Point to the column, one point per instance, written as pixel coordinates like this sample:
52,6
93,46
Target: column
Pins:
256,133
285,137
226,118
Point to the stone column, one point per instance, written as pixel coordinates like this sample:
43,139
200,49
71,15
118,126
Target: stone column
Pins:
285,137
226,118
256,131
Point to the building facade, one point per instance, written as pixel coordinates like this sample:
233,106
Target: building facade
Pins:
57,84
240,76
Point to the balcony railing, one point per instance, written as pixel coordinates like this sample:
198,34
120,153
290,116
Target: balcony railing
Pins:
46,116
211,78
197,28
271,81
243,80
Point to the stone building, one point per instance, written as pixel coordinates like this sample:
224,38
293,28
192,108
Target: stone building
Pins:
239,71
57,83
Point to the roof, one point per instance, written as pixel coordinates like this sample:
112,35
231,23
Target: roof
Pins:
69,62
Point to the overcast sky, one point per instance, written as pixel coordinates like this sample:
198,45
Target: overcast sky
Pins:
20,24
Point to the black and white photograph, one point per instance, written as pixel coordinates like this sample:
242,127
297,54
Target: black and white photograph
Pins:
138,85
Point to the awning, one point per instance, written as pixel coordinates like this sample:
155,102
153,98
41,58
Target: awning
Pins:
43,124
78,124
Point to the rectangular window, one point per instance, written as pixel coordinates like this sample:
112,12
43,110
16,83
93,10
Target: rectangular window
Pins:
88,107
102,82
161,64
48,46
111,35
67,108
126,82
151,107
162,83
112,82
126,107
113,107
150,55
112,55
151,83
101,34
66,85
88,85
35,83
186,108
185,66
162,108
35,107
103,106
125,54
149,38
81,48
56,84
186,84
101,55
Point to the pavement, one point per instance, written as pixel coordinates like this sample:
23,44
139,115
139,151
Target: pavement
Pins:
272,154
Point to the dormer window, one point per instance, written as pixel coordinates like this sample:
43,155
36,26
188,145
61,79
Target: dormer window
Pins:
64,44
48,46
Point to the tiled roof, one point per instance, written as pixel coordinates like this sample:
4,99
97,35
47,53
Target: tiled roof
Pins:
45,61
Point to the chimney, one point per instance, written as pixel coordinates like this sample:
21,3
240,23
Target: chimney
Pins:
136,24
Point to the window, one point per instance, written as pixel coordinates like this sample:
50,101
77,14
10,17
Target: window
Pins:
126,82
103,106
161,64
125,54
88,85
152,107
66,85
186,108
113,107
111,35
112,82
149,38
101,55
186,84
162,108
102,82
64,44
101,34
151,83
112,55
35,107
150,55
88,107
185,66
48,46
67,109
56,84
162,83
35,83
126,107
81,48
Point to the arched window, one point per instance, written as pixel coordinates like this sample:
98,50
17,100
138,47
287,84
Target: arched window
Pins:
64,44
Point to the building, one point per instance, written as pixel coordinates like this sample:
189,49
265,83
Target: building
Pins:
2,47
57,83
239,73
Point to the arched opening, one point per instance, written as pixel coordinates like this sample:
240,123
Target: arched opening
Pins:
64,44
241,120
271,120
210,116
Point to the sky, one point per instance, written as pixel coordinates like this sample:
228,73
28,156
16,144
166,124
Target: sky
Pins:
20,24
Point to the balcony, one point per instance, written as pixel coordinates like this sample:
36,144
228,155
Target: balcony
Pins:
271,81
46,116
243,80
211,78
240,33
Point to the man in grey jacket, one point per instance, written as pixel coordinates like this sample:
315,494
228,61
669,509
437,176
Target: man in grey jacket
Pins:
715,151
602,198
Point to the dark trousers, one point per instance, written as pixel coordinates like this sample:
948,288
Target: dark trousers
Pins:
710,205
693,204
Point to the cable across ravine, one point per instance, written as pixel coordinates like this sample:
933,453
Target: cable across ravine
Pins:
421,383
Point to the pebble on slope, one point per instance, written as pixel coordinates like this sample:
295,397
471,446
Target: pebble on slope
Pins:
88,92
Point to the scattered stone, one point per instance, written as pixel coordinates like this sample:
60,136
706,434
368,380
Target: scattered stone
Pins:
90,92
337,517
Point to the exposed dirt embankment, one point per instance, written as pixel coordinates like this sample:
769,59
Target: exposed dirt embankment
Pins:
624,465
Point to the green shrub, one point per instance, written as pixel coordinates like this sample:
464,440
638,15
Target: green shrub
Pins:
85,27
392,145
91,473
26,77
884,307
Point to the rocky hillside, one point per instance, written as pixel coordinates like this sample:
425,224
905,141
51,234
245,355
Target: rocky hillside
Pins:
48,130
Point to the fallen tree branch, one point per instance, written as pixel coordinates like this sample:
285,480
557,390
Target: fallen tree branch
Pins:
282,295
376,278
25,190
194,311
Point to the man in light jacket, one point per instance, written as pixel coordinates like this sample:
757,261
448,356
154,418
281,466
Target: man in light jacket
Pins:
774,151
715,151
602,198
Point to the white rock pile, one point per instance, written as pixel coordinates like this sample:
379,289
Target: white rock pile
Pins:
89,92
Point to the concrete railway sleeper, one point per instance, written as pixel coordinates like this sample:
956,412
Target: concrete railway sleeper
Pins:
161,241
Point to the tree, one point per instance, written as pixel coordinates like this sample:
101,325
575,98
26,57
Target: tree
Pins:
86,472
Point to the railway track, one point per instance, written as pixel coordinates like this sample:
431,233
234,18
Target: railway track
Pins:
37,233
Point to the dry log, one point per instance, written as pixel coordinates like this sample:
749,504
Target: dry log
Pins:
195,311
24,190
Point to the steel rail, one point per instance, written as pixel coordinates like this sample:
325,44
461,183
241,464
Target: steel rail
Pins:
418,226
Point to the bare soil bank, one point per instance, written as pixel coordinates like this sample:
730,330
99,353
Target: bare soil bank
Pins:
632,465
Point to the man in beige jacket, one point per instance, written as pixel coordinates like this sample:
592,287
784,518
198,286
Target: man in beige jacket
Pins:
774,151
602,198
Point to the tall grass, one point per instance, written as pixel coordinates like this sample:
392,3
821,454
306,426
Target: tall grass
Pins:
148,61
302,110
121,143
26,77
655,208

────────────────────

Start to finish, restate the records above word for word.

Point to the column, one point per instance, written as pixel coordinates like this sample:
52,6
93,46
Target: column
Pins:
256,133
285,137
226,118
Point to the stone column, one point per instance, written as pixel coordinates like this sample:
43,139
200,49
71,15
118,126
Target: stone column
Pins:
285,137
226,118
256,131
Point to the building facade, one point per instance, written as pixel coordinates like this sample:
233,106
Target: building facade
Pins:
57,84
240,76
Point to the balcony railing, one point per instance, written as pixel coordinates like this sample:
198,34
120,153
290,116
Target: balcony railing
Pins:
46,116
211,78
197,28
271,81
243,80
Point to the stone building, one point per instance, written as pixel coordinates like this sample:
224,38
293,28
192,108
Target: stone building
Pins:
239,71
57,83
Point to the roof, one point per instance, written as pixel coordinates like this sample:
112,35
231,23
Target: roof
Pins:
69,62
Point to the overcast sky, one point per instance, written as pixel coordinates like this sample:
198,45
Target: overcast sky
Pins:
20,24
Point to the black and white photograph, one point per instance, written as pixel coordinates like this sample:
242,127
297,54
Target: black and white photograph
Pins:
138,85
Point to the awning, one point per instance, written as pixel coordinates like this sample:
155,102
153,98
41,58
Target: awning
Pins:
43,124
78,124
Point to the rectangular window, one point per instance, written as pixel coordinates like this sample:
112,12
43,110
16,83
93,10
Target: rectangular window
Pins:
88,107
102,82
161,64
48,46
111,35
67,108
126,82
151,107
162,83
112,82
126,107
113,107
150,55
112,55
151,83
101,34
66,85
88,85
35,83
186,108
185,66
162,108
35,107
103,106
125,54
149,38
81,48
56,84
186,84
101,55
Point to the pavement, one point per instance, written as pixel coordinates like this sample:
23,44
139,115
139,151
Target: pavement
Pins:
272,154
Point to the dormer window, one point per instance, written as pixel coordinates like this sample:
43,155
36,26
188,145
61,79
Target: dormer window
Pins:
64,44
48,46
Point to the tiled roof, one point per instance, written as pixel coordinates like this sample:
4,99
97,35
47,53
Target: tiled roof
Pins:
45,61
Point to the chimney, one point per instance, written as pixel coordinates like this sample:
21,3
240,23
Target: chimney
Pins:
136,24
Point to the window, one point per instance, written as pixel coordinates like this sample:
50,101
77,14
10,17
Target: window
Pins:
126,82
103,106
161,64
125,54
88,85
152,107
66,85
186,108
113,107
111,35
112,82
149,38
101,55
186,84
162,108
102,82
64,44
101,34
151,83
112,55
35,107
150,55
88,107
185,66
48,46
67,109
56,84
162,83
35,83
126,107
81,48
Point to the arched window, one point per instance, written as pixel coordinates like this sample:
98,50
17,100
138,47
287,84
Target: arched window
Pins:
64,44
Point to the building, one point per instance, written as pixel coordinates like this sample:
189,49
265,83
Target: building
Pins:
2,47
57,83
239,73
Point to the arched opening, one point per instance, written as pixel coordinates like this sample:
240,123
Target: arched opening
Pins:
64,44
241,120
271,120
210,116
Point to the sky, one point per instance, written as pixel coordinates like this sample:
228,73
28,156
16,144
166,124
Target: sky
Pins:
20,24
Point to the balcony, one point per instance, written as pixel coordinates like this sample:
36,144
228,155
Target: balcony
Pins:
271,81
46,116
243,80
211,78
240,33
Point to the man in grey jacket, one point per instance, written as pixel coordinates like this sample:
315,494
228,61
669,509
437,176
Target: man in grey jacket
Pins:
715,151
602,198
Point to the dark trousers, one point per instance, written as pixel coordinates like this sample:
948,288
Target: dark trousers
Pins:
710,205
693,204
Point to the cable across ravine, one point per instance, written as pixel coordinates like this sample:
933,453
Target: cable across ravine
Pins:
421,383
Point to the pebble on slope, one point per instance, written as pixel coordinates like this sample:
295,397
471,446
Target: pebble on slope
Pins:
88,92
Point to the scattered stone, one point per instance, written as pixel coordinates like this sample:
60,136
706,434
368,380
Target: scattered stone
Pins:
90,92
337,517
Point to the exposed dirt embankment, one point per instance, written as pixel coordinates like this sample:
769,59
Target: exposed dirt embankment
Pins:
624,465
Point to the green shrub, one point per instance, written as pixel coordinates like this sample:
464,440
638,15
Target: green shrub
Pins:
85,27
392,145
91,473
26,77
884,307
Point to the rocky hillside, one point per instance, written as pixel coordinates like this sample:
425,224
905,141
51,234
245,355
Target: rocky hillside
Pins:
48,130
Point to the fallen tree branch, one point per instance, written as pixel coordinates like this sample:
285,480
557,390
Target: fallen tree branch
Pins:
282,295
376,278
25,190
194,311
Point to the man in light jacket, one point per instance, written as pixel coordinates like this sample:
757,261
448,356
154,418
281,466
Target: man in light jacket
Pins:
774,151
715,151
602,198
Point to the white rock pile, one point per instance, written as pixel coordinates like this sample:
379,289
Target: white rock pile
Pins:
89,92
Point to the concrete railway sleeper, one point per instance, written as pixel coordinates like this sample:
956,412
Target: concrete railway sleeper
Pins:
161,241
Point to the tree, one point per instance, written as pixel coordinates like this sample:
101,325
575,98
26,57
Target: tree
Pins:
86,472
Point to the railway track, one point per instance, written as pixel coordinates like this sample:
431,233
234,18
Target: railway track
Pins:
37,233
Point to the dry log, one point per instance, written as pixel coordinates like this sample:
749,504
Target: dry log
Pins:
195,311
24,190
Point to the steel rail, one point per instance, written as pixel coordinates like this sample:
325,44
461,183
241,464
Target: steel rail
Pins:
418,226
Point to the bare soil bank, one point per instance, written as pixel coordinates like this sample:
730,330
99,353
Target: bare soil bank
Pins:
632,465
Point to the man in beige jacket, one point per instance, written as pixel coordinates like this sample:
592,287
784,518
198,286
Target: man in beige jacket
Pins:
774,151
602,198
Point to the tall grass, one point per instance, written as pixel coordinates like this sample:
392,3
821,454
306,426
Target: tall grass
Pins:
148,61
302,110
121,143
26,77
655,208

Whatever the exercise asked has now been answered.